Short problem: Rewrite the data below with every "outline" replaced by "trace" and everything else unchanged. Leave out the pictures.

Exercise data:
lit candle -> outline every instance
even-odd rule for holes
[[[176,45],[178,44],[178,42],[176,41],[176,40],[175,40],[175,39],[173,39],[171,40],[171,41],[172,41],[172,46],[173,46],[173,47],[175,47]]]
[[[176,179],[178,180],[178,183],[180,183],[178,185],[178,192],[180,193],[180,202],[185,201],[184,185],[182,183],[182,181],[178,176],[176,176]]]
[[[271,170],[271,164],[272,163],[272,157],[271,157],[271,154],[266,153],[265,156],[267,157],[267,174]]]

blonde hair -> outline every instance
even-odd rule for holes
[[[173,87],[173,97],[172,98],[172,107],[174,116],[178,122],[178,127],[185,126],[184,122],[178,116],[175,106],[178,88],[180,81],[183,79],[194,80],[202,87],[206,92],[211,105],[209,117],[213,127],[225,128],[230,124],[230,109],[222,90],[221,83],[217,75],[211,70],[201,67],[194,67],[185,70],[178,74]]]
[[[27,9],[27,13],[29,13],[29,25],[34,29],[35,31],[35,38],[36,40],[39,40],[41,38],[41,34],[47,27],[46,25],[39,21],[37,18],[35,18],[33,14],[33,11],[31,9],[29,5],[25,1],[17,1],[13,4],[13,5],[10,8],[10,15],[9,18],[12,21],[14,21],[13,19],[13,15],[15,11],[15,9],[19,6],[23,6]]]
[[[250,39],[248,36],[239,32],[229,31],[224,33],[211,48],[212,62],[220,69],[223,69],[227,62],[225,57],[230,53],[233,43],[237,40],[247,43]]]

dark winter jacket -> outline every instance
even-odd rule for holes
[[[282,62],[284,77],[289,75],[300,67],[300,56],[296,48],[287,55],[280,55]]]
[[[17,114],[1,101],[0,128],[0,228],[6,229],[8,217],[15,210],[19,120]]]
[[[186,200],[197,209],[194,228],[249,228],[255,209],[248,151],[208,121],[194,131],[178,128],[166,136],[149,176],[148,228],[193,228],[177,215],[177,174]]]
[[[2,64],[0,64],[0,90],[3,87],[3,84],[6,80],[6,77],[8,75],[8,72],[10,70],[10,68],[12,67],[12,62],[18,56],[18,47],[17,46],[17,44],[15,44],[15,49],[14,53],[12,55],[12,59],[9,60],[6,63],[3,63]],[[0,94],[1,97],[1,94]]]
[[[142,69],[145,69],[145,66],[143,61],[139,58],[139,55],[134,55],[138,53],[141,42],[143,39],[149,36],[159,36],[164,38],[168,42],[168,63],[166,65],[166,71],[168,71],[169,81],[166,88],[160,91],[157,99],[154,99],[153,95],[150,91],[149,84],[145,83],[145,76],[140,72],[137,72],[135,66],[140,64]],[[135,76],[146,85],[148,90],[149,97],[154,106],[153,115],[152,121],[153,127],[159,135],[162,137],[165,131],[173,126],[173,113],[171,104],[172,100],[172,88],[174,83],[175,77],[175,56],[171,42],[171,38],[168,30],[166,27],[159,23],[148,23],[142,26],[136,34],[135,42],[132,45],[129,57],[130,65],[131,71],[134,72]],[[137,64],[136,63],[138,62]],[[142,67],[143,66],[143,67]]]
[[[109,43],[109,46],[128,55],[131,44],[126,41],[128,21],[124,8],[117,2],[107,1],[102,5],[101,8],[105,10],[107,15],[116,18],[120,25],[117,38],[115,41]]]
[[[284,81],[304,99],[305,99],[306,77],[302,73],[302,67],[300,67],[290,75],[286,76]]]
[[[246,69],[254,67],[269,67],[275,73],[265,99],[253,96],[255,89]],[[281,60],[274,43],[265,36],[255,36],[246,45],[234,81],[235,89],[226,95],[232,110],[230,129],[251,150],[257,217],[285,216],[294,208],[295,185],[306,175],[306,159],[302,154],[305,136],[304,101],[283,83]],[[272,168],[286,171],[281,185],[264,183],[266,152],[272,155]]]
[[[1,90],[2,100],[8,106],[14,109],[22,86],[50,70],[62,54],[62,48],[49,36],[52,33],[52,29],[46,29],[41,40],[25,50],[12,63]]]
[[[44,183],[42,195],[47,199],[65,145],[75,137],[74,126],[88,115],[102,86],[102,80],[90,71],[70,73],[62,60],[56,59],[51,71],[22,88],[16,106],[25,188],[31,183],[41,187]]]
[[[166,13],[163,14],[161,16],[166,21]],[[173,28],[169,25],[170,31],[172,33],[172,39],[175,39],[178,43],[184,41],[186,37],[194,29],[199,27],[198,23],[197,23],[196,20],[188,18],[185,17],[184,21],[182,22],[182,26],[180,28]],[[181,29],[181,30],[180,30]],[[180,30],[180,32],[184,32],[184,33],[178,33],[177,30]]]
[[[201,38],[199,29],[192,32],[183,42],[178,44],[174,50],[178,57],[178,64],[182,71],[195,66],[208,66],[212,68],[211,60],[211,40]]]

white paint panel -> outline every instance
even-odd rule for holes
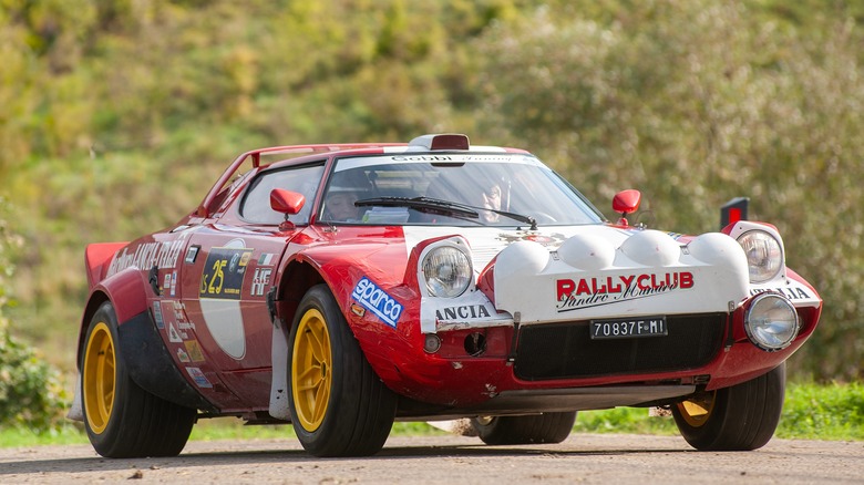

The output:
lit candle -> trace every instance
even-odd rule for holes
[[[176,45],[178,44],[178,42],[176,41],[176,40],[175,40],[175,39],[173,39],[171,40],[171,41],[172,41],[172,46],[173,46],[173,47],[175,47]]]
[[[176,179],[178,180],[178,183],[180,183],[178,185],[178,192],[180,193],[180,202],[185,201],[184,185],[182,183],[182,181],[178,176],[176,176]]]
[[[271,170],[271,164],[272,163],[272,157],[271,157],[271,154],[266,153],[265,156],[267,157],[267,174]]]

blonde hair -> trace every instance
even-odd rule for holes
[[[173,87],[173,97],[172,98],[172,107],[174,116],[178,122],[178,127],[185,126],[184,122],[178,116],[175,106],[178,88],[180,81],[183,79],[194,80],[202,87],[206,92],[211,105],[209,117],[213,127],[225,128],[230,124],[230,109],[222,90],[221,83],[217,75],[211,70],[201,67],[194,67],[185,70],[178,74]]]
[[[27,9],[27,13],[29,13],[29,25],[34,29],[35,31],[35,38],[36,40],[39,40],[41,38],[41,34],[47,27],[46,25],[39,21],[37,18],[35,18],[33,14],[33,11],[31,9],[29,5],[25,1],[17,1],[13,4],[13,5],[10,8],[10,15],[9,18],[12,21],[14,21],[13,19],[13,15],[15,11],[15,9],[19,6],[23,6]]]
[[[250,39],[248,36],[239,32],[229,31],[224,33],[211,48],[212,62],[220,69],[223,69],[227,62],[225,57],[230,53],[233,43],[237,40],[247,43]]]

dark winter jacket -> trace every instance
even-odd rule for holes
[[[282,62],[284,77],[289,75],[300,67],[300,56],[296,48],[287,55],[280,55]]]
[[[17,114],[1,101],[0,128],[0,228],[6,229],[8,217],[15,210],[19,120]]]
[[[186,200],[197,209],[194,228],[249,228],[255,209],[248,151],[208,121],[194,131],[178,128],[166,136],[149,176],[148,228],[193,228],[177,215],[177,174]]]
[[[2,64],[0,64],[0,90],[3,87],[3,84],[6,80],[6,77],[8,75],[8,72],[10,70],[10,68],[12,67],[12,62],[18,56],[18,47],[17,46],[17,44],[15,44],[15,49],[14,53],[12,55],[12,59],[9,60],[6,63],[3,63]],[[0,94],[1,97],[1,94]]]
[[[142,69],[145,69],[145,66],[143,61],[139,58],[139,55],[134,55],[138,53],[141,42],[143,39],[149,36],[159,36],[164,38],[168,42],[168,63],[166,65],[166,71],[168,71],[169,81],[166,88],[160,91],[157,99],[154,99],[153,95],[150,91],[149,84],[145,83],[145,76],[140,72],[137,72],[135,66],[140,64]],[[135,76],[146,85],[148,90],[149,97],[154,106],[153,115],[152,121],[153,127],[159,135],[162,137],[165,131],[173,126],[173,113],[171,104],[172,100],[172,88],[174,83],[175,77],[175,56],[171,42],[171,38],[168,30],[166,27],[159,23],[148,23],[142,26],[136,34],[135,42],[132,45],[129,57],[130,65],[131,71],[134,72]],[[137,64],[136,63],[138,62]],[[142,67],[143,66],[143,67]]]
[[[109,43],[109,46],[128,55],[131,44],[126,41],[128,21],[124,8],[117,2],[107,1],[102,5],[101,8],[105,10],[107,15],[116,18],[120,25],[117,38],[115,41]]]
[[[284,81],[304,99],[305,99],[306,77],[302,73],[302,67],[300,67],[290,75],[286,76]]]
[[[246,69],[254,67],[269,67],[275,73],[265,99],[253,96],[255,89]],[[281,60],[274,43],[265,36],[255,36],[246,45],[234,81],[235,89],[226,95],[232,110],[230,129],[251,150],[257,217],[285,216],[294,208],[295,185],[306,175],[306,159],[302,154],[305,136],[304,101],[283,83]],[[272,168],[286,171],[281,185],[264,183],[266,152],[272,155]]]
[[[1,90],[2,100],[8,106],[14,109],[22,86],[50,70],[62,54],[62,48],[49,36],[52,33],[52,29],[46,29],[41,40],[25,50],[12,63]]]
[[[44,183],[42,195],[47,199],[65,145],[75,137],[74,126],[88,115],[102,86],[102,80],[90,71],[70,73],[62,60],[56,59],[51,71],[22,88],[16,106],[25,188],[31,183],[41,187]]]
[[[166,13],[163,14],[161,16],[166,21]],[[173,28],[169,25],[170,31],[172,33],[172,39],[175,39],[178,43],[184,41],[186,37],[194,29],[199,27],[198,23],[197,23],[196,20],[188,18],[185,17],[184,21],[182,22],[182,26],[180,28]],[[181,29],[181,30],[180,30]],[[180,30],[180,32],[184,32],[184,33],[178,33],[177,30]]]
[[[201,38],[199,29],[192,32],[183,42],[178,44],[174,50],[178,57],[178,64],[182,71],[195,66],[208,66],[212,68],[211,60],[211,40]]]

white paint panel -> trace every instance
even-odd rule for holes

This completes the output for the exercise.